*Task directions*. Rewrite every line of the listing below as a numbered list, leaving out any blank lines.

*Excerpt from the dataset*.
-- START --

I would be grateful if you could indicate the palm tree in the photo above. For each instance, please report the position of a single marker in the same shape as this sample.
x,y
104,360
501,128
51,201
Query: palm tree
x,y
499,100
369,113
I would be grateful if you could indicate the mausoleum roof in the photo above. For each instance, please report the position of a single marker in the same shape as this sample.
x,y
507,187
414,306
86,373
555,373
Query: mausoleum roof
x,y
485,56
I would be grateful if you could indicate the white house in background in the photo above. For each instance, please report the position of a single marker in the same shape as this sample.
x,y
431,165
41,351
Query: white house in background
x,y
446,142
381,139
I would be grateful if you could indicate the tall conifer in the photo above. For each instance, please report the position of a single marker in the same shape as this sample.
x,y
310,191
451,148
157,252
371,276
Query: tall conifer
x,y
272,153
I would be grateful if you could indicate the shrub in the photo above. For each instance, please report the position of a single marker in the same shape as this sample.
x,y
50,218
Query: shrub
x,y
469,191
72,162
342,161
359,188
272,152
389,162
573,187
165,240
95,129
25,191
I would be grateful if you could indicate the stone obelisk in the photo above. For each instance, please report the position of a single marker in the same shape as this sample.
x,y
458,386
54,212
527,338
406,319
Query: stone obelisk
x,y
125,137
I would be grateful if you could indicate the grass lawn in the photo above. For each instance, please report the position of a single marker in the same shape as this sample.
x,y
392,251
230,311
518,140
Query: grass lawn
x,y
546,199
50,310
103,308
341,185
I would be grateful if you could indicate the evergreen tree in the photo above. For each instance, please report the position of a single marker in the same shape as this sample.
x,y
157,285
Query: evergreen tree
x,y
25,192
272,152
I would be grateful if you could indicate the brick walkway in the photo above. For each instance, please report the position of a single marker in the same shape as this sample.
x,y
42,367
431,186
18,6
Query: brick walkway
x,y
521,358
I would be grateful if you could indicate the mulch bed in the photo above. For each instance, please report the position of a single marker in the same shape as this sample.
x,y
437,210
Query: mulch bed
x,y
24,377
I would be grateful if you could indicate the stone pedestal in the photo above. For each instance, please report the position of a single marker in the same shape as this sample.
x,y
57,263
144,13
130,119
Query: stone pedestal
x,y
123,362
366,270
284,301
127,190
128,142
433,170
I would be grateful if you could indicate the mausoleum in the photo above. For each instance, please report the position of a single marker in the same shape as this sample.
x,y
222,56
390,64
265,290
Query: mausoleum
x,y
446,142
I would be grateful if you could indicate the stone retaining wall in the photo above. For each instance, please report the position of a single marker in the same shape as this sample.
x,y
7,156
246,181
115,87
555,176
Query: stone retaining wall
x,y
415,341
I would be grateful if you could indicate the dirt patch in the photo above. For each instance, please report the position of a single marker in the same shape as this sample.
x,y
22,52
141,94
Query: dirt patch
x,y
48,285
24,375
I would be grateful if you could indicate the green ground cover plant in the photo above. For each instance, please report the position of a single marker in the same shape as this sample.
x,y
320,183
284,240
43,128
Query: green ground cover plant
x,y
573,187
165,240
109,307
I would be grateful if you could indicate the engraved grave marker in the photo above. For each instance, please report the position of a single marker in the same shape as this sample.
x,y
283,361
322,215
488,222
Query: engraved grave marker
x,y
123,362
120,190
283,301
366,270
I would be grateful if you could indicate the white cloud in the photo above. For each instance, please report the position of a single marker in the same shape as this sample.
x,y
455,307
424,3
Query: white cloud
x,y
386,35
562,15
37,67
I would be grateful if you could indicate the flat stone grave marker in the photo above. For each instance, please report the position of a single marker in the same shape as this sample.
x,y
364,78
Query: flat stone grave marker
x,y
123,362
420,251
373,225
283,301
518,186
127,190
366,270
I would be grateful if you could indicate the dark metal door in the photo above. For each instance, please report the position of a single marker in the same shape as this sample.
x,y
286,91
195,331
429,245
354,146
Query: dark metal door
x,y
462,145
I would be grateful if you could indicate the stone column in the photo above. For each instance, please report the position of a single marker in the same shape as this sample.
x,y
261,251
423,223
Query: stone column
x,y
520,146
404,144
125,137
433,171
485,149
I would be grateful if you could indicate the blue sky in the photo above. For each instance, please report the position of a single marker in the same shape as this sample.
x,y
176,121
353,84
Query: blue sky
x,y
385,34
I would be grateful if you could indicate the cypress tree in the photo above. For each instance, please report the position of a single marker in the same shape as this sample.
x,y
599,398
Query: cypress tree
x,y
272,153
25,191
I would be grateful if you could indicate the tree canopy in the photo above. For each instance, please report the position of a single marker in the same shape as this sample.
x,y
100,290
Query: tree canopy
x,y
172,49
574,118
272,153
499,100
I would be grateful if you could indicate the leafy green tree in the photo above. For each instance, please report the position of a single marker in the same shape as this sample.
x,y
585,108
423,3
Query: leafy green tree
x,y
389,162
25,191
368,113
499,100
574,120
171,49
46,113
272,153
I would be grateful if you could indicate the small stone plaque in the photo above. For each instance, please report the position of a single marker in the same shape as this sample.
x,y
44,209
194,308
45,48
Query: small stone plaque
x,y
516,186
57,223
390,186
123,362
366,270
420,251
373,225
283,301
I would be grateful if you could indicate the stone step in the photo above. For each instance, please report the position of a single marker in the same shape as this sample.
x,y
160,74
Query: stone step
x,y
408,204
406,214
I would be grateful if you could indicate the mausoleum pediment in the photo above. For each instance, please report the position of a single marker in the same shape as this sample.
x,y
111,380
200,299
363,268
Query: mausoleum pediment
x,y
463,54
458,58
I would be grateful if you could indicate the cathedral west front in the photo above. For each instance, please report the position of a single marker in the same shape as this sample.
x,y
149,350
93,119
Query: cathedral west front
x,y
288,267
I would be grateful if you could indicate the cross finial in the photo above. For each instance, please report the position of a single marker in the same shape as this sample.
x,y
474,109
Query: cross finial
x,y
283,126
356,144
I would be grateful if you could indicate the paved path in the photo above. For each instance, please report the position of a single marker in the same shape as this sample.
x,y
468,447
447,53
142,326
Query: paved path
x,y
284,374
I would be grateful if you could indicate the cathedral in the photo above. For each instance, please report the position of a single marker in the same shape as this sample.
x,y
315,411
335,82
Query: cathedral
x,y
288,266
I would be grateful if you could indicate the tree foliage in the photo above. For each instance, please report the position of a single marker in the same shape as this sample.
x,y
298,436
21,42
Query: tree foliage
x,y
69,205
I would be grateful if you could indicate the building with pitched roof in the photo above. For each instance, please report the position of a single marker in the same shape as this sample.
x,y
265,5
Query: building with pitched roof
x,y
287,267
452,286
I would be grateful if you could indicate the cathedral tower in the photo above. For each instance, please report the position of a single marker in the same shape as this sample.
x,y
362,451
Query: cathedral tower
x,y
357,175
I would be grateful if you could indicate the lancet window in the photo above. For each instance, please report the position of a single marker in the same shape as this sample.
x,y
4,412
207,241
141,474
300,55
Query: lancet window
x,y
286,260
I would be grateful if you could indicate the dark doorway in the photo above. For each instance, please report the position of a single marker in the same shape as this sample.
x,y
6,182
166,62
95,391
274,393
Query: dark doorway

-- END --

*Worked solution*.
1. I would be grateful if you could indicate the palm tree in the photo above. For each instance, please report the position of a single marker in the same shape as this sample.
2. x,y
3. 104,360
4. 501,128
5. 51,201
6. Query: palm tree
7. x,y
8. 499,100
9. 369,113
10. I would be grateful if you could indicate the mausoleum roof in the photo above. For each instance, please report the position of a single marker in the same shape as this sample.
11. x,y
12. 507,187
13. 414,306
14. 86,373
15. 555,373
16. Query: mausoleum roof
17. x,y
18. 485,56
19. I would be grateful if you could indicate the white house in background in the photo above. For each instance, please report the position of a single marker in the same shape as this sample.
20. x,y
21. 431,165
22. 41,351
23. Query: white house in background
24. x,y
25. 446,142
26. 381,139
27. I would be grateful if you could indicate the tall conifer in the photo above. For each instance, please report the position of a single marker in the same shape as this sample.
28. x,y
29. 310,191
30. 451,148
31. 157,252
32. 371,276
33. Query: tall conifer
34. x,y
35. 272,153
36. I would be grateful if you could indicate the shrub in the photo above. For each instance, please report the position of a single marker in the same shape as this sample.
37. x,y
38. 50,218
39. Query: shrub
40. x,y
41. 469,191
42. 72,162
43. 342,161
44. 359,188
45. 272,152
46. 389,162
47. 573,187
48. 165,240
49. 95,129
50. 25,191
51. I would be grateful if you could indicate the stone obelisk in the photo above. For each instance, please report the position of a single marker in the same shape as this sample.
52. x,y
53. 458,386
54. 54,212
55. 527,338
56. 406,319
57. Query: stone obelisk
58. x,y
59. 125,137
60. I would be grateful if you could indicate the grass lawn in the photo above. For each instance, please report the position of a single marker in the same shape as this sample.
61. x,y
62. 392,251
63. 230,311
64. 518,140
65. Query: grass lawn
66. x,y
67. 546,199
68. 50,310
69. 103,308
70. 341,185
71. I would be grateful if you could indicate the evergreen tree in the photo above. For each instance, please report the position of a single marker in the same shape as this sample.
72. x,y
73. 157,285
74. Query: evergreen tree
75. x,y
76. 25,192
77. 272,152
78. I would be grateful if you could indicate the brick walkway in the photo above. For each instance, please report the position of a single marker in the same shape as this sample.
79. x,y
80. 42,367
81. 431,186
82. 18,6
83. Query: brick walkway
84. x,y
85. 521,358
86. I would be grateful if you could indicate the mulch bed in the photo above. For each instance, please report the position of a single marker in the same shape as this sample.
87. x,y
88. 437,210
89. Query: mulch bed
90. x,y
91. 24,377
92. I would be grateful if you could indicate the stone pedestal in the photo above. For each instance, please report the position of a single marker in the same shape as this sample.
93. x,y
94. 57,263
95. 144,13
96. 130,119
97. Query: stone pedestal
98. x,y
99. 123,362
100. 366,270
101. 284,301
102. 127,190
103. 128,142
104. 433,170
105. I would be grateful if you could indicate the mausoleum in the photo above. For each instance, please report the position of a single marker in the same shape as this sample.
106. x,y
107. 222,56
108. 390,64
109. 265,290
110. Query: mausoleum
111. x,y
112. 446,142
113. I would be grateful if you could indicate the stone retaining wall in the photo above. For each instance, please report the position of a single marker in the same shape as this sample.
114. x,y
115. 7,156
116. 246,181
117. 115,87
118. 555,176
119. Query: stone retaining wall
120. x,y
121. 415,341
122. I would be grateful if you could indicate the dirt patch in the photo above. For each instance, please report the position of a single marker in the same shape as this sample.
123. x,y
124. 22,52
125. 141,94
126. Query: dirt patch
127. x,y
128. 48,285
129. 24,375
130. I would be grateful if you could indicate the green ground cover plant in the photo above. For each instance, please report the position of a single marker in the same shape as this sample.
131. x,y
132. 320,183
133. 284,240
134. 43,128
135. Query: green ground cover plant
136. x,y
137. 573,187
138. 165,240
139. 109,307
140. I would be grateful if you could indicate the engraved grave marker in the photo above. For each instance, please report the position of a single marker in the same shape as this sample.
141. x,y
142. 283,361
143. 322,215
144. 488,222
145. Query: engraved grave marker
146. x,y
147. 123,362
148. 120,190
149. 283,301
150. 366,270
151. I would be grateful if you could indicate the white cloud in the photo above. For each instance, please report the position of a single marker in the same shape as this sample.
152. x,y
153. 455,307
154. 424,3
155. Query: white cloud
156. x,y
157. 386,35
158. 562,15
159. 37,67
160. I would be grateful if you could indicate the flat stone grave marker in the photo above. For each instance, please report the position of a single marker in the same shape as this sample.
161. x,y
162. 364,78
163. Query: flat stone grave marker
164. x,y
165. 123,362
166. 420,251
167. 373,225
168. 283,301
169. 518,186
170. 127,190
171. 366,270
172. I would be grateful if you could indicate the dark metal door in the photo above. For each instance, please report the position of a single marker in the same shape as this sample.
173. x,y
174. 286,91
175. 195,331
176. 429,245
177. 354,146
178. Query: dark metal door
179. x,y
180. 462,145
181. I would be grateful if you could indicate the stone column in the photo above. For each instance, please report the position of a single marker in the same shape as this sample.
182. x,y
183. 261,251
184. 423,223
185. Query: stone column
186. x,y
187. 520,146
188. 404,144
189. 125,137
190. 433,171
191. 485,149
192. I would be grateful if you could indicate the blue sky in the photo above. For each instance, please report the position of a single marker in the same shape as this sample.
193. x,y
194. 176,121
195. 353,84
196. Query: blue sky
197. x,y
198. 385,34
199. I would be grateful if you could indicate the cypress tree in the photo above. For each instance, please report the position of a single marker in the same shape as this sample.
200. x,y
201. 599,398
202. Query: cypress tree
203. x,y
204. 272,153
205. 25,191
206. I would be grateful if you could indicate the tree canopy in the photo above. For each instance, please report the position of a single marker in the same shape as this sample.
207. x,y
208. 100,290
209. Query: tree canopy
210. x,y
211. 172,49
212. 574,118
213. 272,153
214. 499,100
215. I would be grateful if you could indicate the leafy green tree in the photo above. For each instance, please report the position of a single marker in the same shape as this sample.
216. x,y
217. 585,108
218. 423,3
219. Query: leafy green tree
220. x,y
221. 389,162
222. 25,191
223. 368,113
224. 499,100
225. 574,120
226. 171,49
227. 46,113
228. 272,153
229. I would be grateful if you could indicate the small stone plaque in the photo above. For each instance, please report the position of a single marker in the same shape as this sample.
230. x,y
231. 44,209
232. 194,308
233. 45,48
234. Query: small stone plaque
235. x,y
236. 516,186
237. 57,223
238. 390,186
239. 123,362
240. 366,270
241. 420,251
242. 373,225
243. 283,301
244. I would be grateful if you could indicate the stone step in the photo above. For each instance, please report the position of a single marker in the same shape as this sample.
245. x,y
246. 160,74
247. Query: stone step
248. x,y
249. 408,204
250. 406,214
251. I would be grateful if you could indicate the mausoleum pediment in the photo above. For each instance, please report the position of a single marker in the same shape as this sample.
252. x,y
253. 111,380
254. 200,299
255. 363,268
256. Query: mausoleum pediment
257. x,y
258. 463,54
259. 458,58
260. I would be grateful if you could indicate the cathedral west front in the photo above. For each instance, please report the position of a single marker in the same shape as this sample.
261. x,y
262. 149,350
263. 93,119
264. Query: cathedral west front
265. x,y
266. 288,267
267. I would be grateful if you could indicate the cross finial in the photo above. For each instance, please report the position of a single marker in the same shape as this sample.
268. x,y
269. 474,109
270. Query: cross finial
271. x,y
272. 283,126
273. 356,144
274. I would be grateful if you could indicate the paved path in the photo above. For each instance, please report the position of a single marker in the same shape as this sample.
275. x,y
276. 468,447
277. 447,53
278. 142,326
279. Query: paved path
280. x,y
281. 284,374
282. I would be grateful if you could indicate the cathedral in the photo above. For each instance, please report the position of a single marker in the same shape as this sample.
283. x,y
284. 315,411
285. 335,82
286. Query: cathedral
287. x,y
288. 288,266
289. I would be grateful if you could indicate the tree foliage in the photo above. For each instance, please report the position of a single marker in the same shape as this sample.
290. x,y
291. 298,436
292. 21,42
293. Query: tree foliage
294. x,y
295. 69,205
296. I would be grateful if you could indicate the building with pitched roof in the photo above. For each instance, please report the position of a single marker in the same shape as this sample.
297. x,y
298. 265,5
299. Query: building with pitched roof
300. x,y
301. 287,267
302. 452,286
303. I would be grateful if you could indicate the cathedral tower in the photo above. For each instance, please report the position of a single marker in the same shape as this sample.
304. x,y
305. 362,451
306. Query: cathedral tower
307. x,y
308. 357,175
309. I would be grateful if you could indicate the lancet window in the photo above. For each instance, please report the position of a single marker in the same shape as this sample.
310. x,y
311. 4,412
312. 207,241
313. 141,474
314. 300,55
315. Query: lancet window
316. x,y
317. 286,260
318. I would be grateful if you could indicate the dark doorway in the photo above. For each instance, please report the position of a single marker in the same shape as this sample.
319. x,y
320. 6,182
321. 166,62
322. 95,391
323. 274,393
324. Query: dark doorway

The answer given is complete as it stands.